### Passage provided
☆ ☆ ☆ ☆ ☆ ☆ ☆

Re: Spark Streaming Checkpointing Restarts with 0 Event Batches

Posted by Cody Koeninger <co...@koeninger.org>.

When the kafka rdd is actually being iterated on the worker, there should
be an info line of the form

    log.info(s"Computing topic ${part.topic}, partition ${part.partition} "
+

      s"offsets ${part.fromOffset} -> ${part.untilOffset}")


You should be able to compare that to log of offsets during checkpoint
loading, to see if they line up.

Just out of curiosity, does removing the call to checkpoint on the stream
affect anything?

☆ ☆ ☆ ☆ ☆ ☆ ☆

### Information supplied
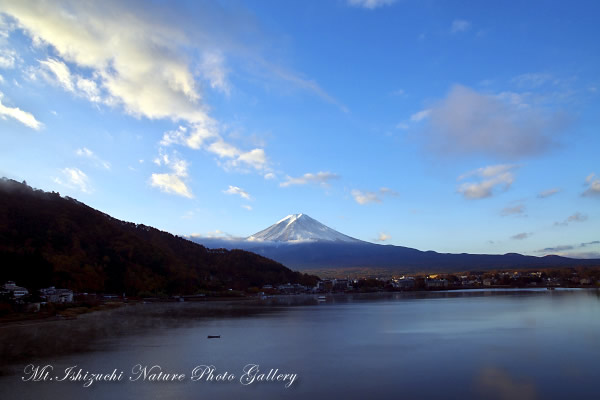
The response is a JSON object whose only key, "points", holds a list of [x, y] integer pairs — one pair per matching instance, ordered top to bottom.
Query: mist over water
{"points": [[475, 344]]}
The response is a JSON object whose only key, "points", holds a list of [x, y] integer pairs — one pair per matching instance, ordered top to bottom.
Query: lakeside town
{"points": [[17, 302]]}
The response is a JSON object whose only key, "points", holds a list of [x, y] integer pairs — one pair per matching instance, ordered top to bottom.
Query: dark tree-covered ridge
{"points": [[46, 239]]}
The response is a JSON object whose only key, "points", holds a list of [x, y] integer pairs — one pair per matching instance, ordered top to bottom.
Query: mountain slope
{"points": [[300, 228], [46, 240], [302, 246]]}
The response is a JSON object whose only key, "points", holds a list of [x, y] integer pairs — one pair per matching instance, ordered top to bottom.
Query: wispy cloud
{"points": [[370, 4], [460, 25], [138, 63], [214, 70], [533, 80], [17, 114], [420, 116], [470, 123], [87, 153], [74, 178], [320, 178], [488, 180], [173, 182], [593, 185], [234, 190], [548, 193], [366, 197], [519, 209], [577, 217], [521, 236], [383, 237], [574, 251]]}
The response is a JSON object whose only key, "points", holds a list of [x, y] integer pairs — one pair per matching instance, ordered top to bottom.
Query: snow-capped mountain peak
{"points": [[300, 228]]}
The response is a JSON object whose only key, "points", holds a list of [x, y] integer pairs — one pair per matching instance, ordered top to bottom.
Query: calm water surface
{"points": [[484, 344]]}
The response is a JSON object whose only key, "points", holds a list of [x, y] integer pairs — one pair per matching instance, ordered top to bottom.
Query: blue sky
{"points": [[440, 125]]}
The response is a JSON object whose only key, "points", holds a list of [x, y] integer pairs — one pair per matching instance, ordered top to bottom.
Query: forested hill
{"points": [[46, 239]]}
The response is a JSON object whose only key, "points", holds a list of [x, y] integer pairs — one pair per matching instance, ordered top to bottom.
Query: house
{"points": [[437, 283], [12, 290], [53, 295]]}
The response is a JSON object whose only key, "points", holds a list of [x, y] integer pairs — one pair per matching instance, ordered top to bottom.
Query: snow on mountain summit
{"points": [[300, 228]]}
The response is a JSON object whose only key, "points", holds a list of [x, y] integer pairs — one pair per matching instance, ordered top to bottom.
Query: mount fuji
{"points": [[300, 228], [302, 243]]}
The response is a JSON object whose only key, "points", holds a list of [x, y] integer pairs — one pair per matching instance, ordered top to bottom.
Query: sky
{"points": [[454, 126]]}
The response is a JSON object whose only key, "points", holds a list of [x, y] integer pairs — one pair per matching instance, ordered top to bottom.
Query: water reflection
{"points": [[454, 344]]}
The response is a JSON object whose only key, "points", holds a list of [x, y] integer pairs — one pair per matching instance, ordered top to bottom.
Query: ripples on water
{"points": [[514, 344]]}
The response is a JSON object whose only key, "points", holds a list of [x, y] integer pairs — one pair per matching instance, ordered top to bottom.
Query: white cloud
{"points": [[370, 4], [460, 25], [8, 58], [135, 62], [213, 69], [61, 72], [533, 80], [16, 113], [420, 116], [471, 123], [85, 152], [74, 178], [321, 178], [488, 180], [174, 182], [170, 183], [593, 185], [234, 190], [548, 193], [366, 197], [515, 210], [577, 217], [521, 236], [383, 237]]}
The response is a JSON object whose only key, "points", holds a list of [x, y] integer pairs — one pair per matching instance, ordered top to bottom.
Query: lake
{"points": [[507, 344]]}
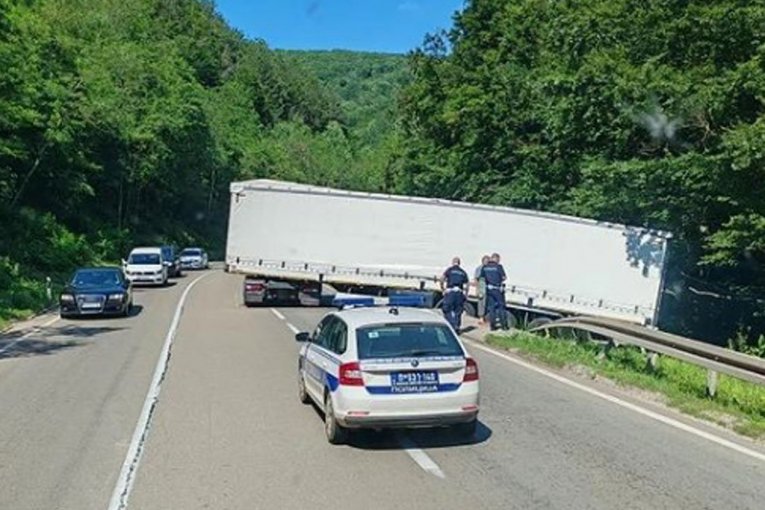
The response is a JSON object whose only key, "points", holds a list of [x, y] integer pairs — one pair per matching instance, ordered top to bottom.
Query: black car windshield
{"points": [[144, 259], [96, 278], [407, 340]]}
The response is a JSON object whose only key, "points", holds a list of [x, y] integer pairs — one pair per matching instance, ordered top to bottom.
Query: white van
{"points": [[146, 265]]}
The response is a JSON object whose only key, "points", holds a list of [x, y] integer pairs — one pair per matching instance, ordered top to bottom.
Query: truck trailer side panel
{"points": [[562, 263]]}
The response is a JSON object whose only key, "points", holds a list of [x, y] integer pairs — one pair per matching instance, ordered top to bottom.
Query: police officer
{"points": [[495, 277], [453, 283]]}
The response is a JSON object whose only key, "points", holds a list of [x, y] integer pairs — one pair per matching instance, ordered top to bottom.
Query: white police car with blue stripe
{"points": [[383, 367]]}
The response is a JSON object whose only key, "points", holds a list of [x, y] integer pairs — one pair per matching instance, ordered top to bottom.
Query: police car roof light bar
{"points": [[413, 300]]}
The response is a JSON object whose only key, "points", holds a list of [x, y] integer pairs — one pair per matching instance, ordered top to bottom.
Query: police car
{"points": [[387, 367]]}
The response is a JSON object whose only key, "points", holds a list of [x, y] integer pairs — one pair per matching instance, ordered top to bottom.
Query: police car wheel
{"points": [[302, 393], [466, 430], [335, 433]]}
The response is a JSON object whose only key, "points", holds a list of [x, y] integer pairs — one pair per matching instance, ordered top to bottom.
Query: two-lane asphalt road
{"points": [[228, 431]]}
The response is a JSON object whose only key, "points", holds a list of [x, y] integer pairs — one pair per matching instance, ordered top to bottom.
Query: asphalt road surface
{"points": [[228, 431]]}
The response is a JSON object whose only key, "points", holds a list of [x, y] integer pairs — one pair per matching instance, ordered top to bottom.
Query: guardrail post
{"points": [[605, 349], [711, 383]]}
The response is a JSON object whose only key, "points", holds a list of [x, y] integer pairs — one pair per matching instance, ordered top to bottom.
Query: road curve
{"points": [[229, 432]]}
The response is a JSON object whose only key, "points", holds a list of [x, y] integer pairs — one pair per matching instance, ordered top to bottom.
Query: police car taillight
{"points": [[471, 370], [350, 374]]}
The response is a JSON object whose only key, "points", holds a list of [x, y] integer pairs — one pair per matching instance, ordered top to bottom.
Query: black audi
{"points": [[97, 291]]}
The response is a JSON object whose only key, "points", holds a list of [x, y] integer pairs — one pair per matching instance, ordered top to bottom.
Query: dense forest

☆ ☆ ☆ ☆ ☆ ☆ ☆

### Problem set
**a)** In the Spark Streaming reply, rewrite the part that opens with "You should be" and closes with "affect anything?", swapping "curiosity" for "interest".
**b)** According to the Spark Streaming reply, when should the info line about the computed topic, partition and offsets appear?

### Responses by task
**a)**
You should be able to compare that to log of offsets during checkpoint
loading, to see if they line up.

Just out of interest, does removing the call to checkpoint on the stream
affect anything?

**b)** When the Kafka RDD is actually being iterated on the worker.